Going line by line through the records below, count those containing the word "elderly", then give only the count.
======== DATA FOR ANALYSIS
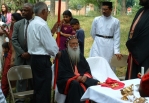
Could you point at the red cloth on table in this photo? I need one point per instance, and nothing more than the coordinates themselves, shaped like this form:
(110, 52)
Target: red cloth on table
(114, 84)
(145, 84)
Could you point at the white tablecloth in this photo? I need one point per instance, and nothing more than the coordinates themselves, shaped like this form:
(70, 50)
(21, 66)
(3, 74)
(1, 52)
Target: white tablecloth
(107, 95)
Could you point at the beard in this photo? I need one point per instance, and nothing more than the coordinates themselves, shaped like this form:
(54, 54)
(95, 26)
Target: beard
(74, 53)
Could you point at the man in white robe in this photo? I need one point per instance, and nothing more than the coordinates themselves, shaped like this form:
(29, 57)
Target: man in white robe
(106, 34)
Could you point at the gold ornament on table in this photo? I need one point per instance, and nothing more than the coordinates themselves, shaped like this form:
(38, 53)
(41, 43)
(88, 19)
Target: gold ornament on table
(126, 92)
(140, 100)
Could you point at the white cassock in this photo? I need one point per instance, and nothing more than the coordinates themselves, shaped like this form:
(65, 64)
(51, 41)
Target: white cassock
(105, 47)
(1, 49)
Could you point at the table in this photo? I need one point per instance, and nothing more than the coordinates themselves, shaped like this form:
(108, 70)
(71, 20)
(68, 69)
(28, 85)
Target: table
(100, 94)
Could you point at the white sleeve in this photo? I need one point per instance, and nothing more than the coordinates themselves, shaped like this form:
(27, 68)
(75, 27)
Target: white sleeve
(93, 29)
(48, 41)
(117, 38)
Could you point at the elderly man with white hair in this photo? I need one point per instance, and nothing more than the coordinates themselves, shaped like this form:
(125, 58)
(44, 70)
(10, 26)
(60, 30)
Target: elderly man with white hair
================
EXERCISE OUTPUT: 2